> **Task details**: Take the line containing "Target: roof ridge" and all lines after it to the end of the records, and output them exactly.
▬▬▬▬▬▬
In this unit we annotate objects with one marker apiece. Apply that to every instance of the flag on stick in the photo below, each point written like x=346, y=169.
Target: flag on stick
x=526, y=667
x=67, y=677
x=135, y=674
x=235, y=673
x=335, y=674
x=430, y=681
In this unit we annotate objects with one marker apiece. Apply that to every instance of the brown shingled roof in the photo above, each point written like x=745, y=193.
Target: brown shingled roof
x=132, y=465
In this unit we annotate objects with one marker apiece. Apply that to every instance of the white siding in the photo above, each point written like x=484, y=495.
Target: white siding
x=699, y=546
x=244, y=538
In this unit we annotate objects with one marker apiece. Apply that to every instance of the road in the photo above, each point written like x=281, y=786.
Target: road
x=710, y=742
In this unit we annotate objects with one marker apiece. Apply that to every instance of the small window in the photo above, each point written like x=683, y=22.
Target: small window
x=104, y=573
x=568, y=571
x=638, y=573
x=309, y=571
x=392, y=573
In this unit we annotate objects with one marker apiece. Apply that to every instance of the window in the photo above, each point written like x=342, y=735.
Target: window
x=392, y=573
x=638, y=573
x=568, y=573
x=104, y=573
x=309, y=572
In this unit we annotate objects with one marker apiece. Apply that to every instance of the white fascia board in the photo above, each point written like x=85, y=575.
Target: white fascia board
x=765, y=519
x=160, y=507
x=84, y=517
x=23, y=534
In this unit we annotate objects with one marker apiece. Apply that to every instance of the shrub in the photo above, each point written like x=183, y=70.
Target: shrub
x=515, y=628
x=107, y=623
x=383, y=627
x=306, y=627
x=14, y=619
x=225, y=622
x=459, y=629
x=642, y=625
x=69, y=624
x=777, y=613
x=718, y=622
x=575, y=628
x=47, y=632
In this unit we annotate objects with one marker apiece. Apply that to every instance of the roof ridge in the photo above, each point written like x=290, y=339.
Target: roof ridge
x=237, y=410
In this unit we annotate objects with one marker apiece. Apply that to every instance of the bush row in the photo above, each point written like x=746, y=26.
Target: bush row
▬▬▬▬▬▬
> **Response for this exercise**:
Target: roof ridge
x=237, y=410
In this unit we annotate objects with one marker apiece. Apply that to every instance of the bush row in the photo above, each point written like x=746, y=26.
Target: bush row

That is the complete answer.